ASSIGNMENT: Continue the forum thread below about choosing the number of PCs for UMAP, picking up after its last sentence.

GIVEN TEXT:
□ □ □ □ □ □ □

I'm performing UMAP dimreduction on a subset of my data, to see the overall structure. I've noticed that a low number of PCs (5) provide better time point-to-time point clusterization than a higher number of PCs (15). That is probably due to the batch effect, getting amplified with higher numbers of PCs. Would in that case be meaningful to use a low number of PCs? And maybe additionally perform clusterization with a higher number of PCs in each individual timepoint later on?

Advices will be appreciated

Best, Eugene

Elbow plot 5 PCs 5 PCs 15 PCs 15 PCs

ADD REPLY • link 4.2 years ago by Eugene A ▴ 190

0

Entering edit mode

Please do not add new questions as an answer to existing threads. If you feel your question is unique then create a new post for it.

ADD REPLY • link 4.2 years ago by GenoMax 148k

0

Entering edit mode

I'm performing UMAP dimreduction on a subset of my data, to see the overall structure. I've noticed that a low number of PCs (5) provide better time point-to-time point clusterization than a higher number of PCs (15).

Not sure what you are looking at to come up with this assessment, but the eyeball test says that clustering is much better with 15 PCs. Not only are clusters better separated globally, but red and blue are better separated locally, as are cyan and magenta groups.

ADD REPLY • link 4.2 years ago by Mensur Dlakic ★ 28k

0

Entering edit mode

The point here is that I have some prior knowledge of what these cells are and as far as these populations are on the way of differentiation trajectories it is safe to assume that consecutive days have to be somehow closer to one another than more distinct time points. And that is exactly what I see with 5 PCs. On the other hand with 15 all timepoints just scattered across the umaps components.

□ □ □ □ □ □ □

INFORMATION PROVIDED:
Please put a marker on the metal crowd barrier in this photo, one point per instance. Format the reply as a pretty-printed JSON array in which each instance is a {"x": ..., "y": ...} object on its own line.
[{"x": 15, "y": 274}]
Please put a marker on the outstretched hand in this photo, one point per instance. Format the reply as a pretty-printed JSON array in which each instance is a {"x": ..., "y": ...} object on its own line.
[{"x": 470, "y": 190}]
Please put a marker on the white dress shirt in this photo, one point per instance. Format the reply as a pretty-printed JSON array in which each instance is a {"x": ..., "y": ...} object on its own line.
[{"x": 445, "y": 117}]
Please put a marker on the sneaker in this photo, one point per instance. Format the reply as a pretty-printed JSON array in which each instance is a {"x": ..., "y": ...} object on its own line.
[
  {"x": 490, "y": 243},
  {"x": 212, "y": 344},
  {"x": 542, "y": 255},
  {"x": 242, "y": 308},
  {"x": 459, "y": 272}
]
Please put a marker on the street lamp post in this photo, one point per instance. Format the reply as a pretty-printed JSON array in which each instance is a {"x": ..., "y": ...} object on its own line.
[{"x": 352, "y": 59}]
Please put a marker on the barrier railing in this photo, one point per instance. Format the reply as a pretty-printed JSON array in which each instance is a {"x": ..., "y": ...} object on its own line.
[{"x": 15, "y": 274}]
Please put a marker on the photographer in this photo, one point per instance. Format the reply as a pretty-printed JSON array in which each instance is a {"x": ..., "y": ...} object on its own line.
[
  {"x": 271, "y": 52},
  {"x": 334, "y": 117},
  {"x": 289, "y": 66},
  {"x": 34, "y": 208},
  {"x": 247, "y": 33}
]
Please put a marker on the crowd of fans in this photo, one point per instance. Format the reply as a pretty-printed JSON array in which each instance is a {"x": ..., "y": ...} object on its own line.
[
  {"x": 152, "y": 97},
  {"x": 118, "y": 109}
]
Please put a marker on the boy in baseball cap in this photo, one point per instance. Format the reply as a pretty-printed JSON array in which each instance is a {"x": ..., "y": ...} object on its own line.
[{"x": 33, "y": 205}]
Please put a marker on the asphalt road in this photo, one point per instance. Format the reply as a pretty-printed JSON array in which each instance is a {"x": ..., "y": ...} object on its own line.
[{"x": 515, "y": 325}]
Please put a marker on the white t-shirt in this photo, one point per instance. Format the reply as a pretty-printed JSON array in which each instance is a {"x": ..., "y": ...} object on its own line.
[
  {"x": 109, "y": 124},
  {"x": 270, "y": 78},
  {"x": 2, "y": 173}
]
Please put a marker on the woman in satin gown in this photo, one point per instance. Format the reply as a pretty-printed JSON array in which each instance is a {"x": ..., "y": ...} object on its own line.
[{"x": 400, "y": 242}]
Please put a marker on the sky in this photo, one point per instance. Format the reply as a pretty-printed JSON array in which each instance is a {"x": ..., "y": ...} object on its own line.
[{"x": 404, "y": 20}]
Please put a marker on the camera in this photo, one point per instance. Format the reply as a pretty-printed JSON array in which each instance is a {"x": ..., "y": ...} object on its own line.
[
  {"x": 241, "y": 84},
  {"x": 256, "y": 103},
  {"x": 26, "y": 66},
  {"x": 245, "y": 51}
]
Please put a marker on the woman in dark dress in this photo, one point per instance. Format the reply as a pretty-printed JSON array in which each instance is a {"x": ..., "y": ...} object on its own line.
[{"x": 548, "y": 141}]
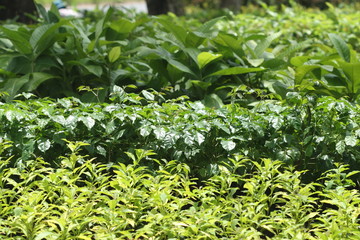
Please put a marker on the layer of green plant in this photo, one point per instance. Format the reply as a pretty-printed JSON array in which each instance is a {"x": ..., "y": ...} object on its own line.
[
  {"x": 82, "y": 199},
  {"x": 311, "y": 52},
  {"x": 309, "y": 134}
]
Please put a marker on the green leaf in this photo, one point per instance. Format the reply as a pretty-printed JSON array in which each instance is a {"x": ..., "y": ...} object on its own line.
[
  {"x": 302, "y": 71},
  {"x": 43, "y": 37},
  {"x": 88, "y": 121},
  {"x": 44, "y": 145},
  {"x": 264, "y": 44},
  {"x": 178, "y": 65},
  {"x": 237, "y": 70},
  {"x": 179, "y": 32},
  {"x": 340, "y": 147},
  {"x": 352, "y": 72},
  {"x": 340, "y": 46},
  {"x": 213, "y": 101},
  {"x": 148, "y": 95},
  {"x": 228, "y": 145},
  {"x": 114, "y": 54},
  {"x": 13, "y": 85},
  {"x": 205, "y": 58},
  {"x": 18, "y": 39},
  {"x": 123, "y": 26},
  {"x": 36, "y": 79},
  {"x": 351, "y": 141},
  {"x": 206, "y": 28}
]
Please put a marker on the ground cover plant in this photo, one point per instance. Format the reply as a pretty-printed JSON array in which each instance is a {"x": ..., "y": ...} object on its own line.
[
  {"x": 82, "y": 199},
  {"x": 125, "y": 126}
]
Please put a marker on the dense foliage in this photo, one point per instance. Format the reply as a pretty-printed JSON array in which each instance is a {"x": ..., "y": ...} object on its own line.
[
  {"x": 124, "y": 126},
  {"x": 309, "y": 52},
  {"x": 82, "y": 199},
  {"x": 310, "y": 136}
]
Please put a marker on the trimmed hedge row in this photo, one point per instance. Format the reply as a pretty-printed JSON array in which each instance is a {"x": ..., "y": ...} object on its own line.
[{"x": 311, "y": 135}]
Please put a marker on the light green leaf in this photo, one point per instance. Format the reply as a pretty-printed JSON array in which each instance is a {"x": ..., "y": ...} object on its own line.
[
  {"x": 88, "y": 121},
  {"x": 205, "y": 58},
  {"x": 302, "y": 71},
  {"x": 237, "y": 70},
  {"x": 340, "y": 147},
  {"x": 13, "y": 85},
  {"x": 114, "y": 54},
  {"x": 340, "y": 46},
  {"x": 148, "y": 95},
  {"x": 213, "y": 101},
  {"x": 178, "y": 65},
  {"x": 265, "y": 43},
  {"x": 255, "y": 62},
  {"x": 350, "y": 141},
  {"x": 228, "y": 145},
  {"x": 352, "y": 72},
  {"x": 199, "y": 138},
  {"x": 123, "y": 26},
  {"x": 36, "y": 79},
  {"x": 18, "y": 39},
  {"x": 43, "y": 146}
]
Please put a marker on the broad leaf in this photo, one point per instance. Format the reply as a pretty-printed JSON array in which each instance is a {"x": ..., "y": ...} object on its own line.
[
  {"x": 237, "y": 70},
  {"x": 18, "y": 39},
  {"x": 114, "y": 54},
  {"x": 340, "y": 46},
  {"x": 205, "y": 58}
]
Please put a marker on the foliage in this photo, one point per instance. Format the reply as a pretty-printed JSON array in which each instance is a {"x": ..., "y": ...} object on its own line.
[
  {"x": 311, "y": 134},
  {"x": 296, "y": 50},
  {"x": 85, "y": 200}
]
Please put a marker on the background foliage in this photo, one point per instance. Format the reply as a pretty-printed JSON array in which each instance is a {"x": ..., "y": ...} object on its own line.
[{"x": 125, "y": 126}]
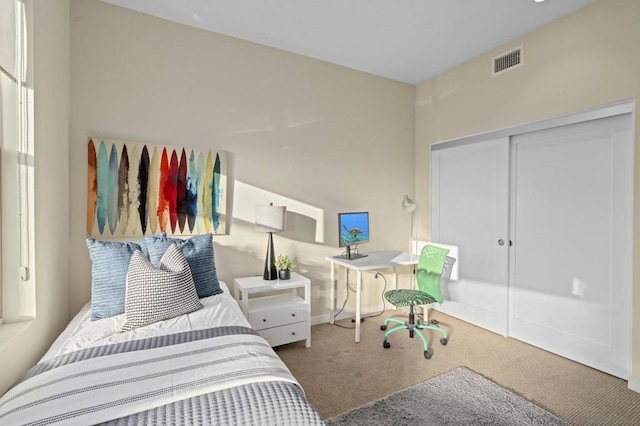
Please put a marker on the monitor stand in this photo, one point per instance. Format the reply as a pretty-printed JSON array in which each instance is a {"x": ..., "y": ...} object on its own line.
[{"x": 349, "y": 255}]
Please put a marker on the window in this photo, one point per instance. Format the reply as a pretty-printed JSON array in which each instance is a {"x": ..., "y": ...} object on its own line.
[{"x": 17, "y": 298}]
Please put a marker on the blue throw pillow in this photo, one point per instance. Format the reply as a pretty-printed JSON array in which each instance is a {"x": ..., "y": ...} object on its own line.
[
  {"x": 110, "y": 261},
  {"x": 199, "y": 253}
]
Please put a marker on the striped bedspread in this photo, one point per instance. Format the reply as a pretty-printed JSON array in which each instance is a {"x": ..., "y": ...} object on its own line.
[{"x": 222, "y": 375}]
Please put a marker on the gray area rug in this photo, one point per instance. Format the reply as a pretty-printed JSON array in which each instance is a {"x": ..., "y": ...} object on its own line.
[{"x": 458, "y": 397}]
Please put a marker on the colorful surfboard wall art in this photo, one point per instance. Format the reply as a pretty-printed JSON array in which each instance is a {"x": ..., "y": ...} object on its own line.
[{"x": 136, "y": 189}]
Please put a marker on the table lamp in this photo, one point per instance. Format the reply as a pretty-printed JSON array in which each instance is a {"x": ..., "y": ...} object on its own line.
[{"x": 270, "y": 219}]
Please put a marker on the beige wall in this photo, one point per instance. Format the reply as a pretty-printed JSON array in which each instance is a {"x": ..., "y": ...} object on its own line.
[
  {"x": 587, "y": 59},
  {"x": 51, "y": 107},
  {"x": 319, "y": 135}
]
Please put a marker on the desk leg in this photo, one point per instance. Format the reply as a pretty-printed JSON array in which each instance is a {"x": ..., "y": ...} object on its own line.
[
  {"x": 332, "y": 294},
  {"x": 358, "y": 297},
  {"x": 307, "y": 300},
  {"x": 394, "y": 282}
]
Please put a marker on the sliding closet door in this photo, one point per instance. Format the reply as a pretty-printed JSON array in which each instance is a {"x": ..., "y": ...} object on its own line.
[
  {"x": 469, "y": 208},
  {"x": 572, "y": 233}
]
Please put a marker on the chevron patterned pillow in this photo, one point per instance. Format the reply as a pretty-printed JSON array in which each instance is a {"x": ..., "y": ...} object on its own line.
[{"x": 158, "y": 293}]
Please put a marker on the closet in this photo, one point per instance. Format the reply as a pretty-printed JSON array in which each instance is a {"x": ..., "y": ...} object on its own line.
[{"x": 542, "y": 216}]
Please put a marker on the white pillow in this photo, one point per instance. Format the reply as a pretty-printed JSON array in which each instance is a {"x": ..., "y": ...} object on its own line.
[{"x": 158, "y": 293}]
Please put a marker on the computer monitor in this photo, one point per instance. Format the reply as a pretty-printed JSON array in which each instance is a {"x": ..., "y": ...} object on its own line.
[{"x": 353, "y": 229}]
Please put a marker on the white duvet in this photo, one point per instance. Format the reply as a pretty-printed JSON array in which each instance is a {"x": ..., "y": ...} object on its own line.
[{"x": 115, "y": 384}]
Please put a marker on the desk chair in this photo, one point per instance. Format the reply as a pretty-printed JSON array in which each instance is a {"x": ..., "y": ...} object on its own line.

□ □ □ □ □ □ □

RESPONSE TO THIS TASK:
ADD REPLY • link 4.2 years ago by Eugene A ▴ 190

1

Entering edit mode

And my point is that they are not supposed to be arranged in any kind of trajectory that mimics their differentiation pattern. They are supposed to be well separated, which they are with 15 PCs. You are expecting too much from dimensionality reduction if you think that it is going to recapitulate the differentiation pattern.

There aren't 6 expected clusters with 5 PCs - there are 4 at most. If you didn't know their colors ahead of time, there is no way you'd be able to come up with a correct number of clusters. On the other hand, 15 PCs is much more informative regarding real clusters, though I wouldn't necessarily guess 6 either if all dots were uniformly colored.

ADD REPLY • link 4.2 years ago by Mensur Dlakic ★ 28k

score 7 · Accepted Answer · 2020-02-20

When using SCTransform, this matters somewhat less, as it tends to be more robust and handle noise better. As such, you can provide a lot of PCs without introducing undue variation. I generally start with 30, but have gone up to 50 and noticed little difference. The authors generally recommend using more than the standard workflow for reasons outlined in the SCTransform vignette:

Why can we choose more PCs when using sctransform?

In the standard Seurat workflow we focus on 10 PCs for this dataset, though we highlight that the results are similar with higher settings for this parameter. Interestingtly, we’ve found that when using sctransform, we often benefit by pushing this parameter even higher. We believe this is because the sctransform workflow performs more effective normalization, strongly removing technical effects from the data.

Even after standard log-normalization, variation in sequencing depth is still a confounding factor (see Figure 1), and this effect can subtly influence higher PCs. In sctransform, this effect is substantially mitigated (see Figure 3). This means that higher PCs are more likely to represent subtle, but biologically relevant, sources of heterogeneity – so including them may improve downstream analysis.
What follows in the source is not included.